Problem to solve: Count the lines in the rows below that contain the string "format", treating uppercase and lowercase as different. Reply with only that number.

Dataset records:
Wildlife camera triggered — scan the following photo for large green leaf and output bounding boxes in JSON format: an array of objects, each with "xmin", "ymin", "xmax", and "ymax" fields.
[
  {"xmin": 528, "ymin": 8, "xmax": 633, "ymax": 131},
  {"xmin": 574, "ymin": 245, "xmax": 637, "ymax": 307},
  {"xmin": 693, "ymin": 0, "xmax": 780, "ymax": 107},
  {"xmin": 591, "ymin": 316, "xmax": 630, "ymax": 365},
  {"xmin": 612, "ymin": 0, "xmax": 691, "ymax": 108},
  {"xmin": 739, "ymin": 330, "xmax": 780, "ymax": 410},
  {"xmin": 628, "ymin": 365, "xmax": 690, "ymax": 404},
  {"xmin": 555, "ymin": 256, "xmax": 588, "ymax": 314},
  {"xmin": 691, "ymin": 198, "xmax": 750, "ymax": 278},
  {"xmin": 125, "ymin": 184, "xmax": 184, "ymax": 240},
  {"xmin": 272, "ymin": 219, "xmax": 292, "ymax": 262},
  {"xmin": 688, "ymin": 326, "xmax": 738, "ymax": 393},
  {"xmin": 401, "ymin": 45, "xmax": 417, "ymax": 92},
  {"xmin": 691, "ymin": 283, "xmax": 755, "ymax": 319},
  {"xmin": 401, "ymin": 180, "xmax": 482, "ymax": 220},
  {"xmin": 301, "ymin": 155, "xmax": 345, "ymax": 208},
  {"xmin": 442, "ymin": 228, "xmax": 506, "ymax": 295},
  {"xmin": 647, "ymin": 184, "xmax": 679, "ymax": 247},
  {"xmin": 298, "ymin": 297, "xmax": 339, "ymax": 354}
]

Output for this exercise: 1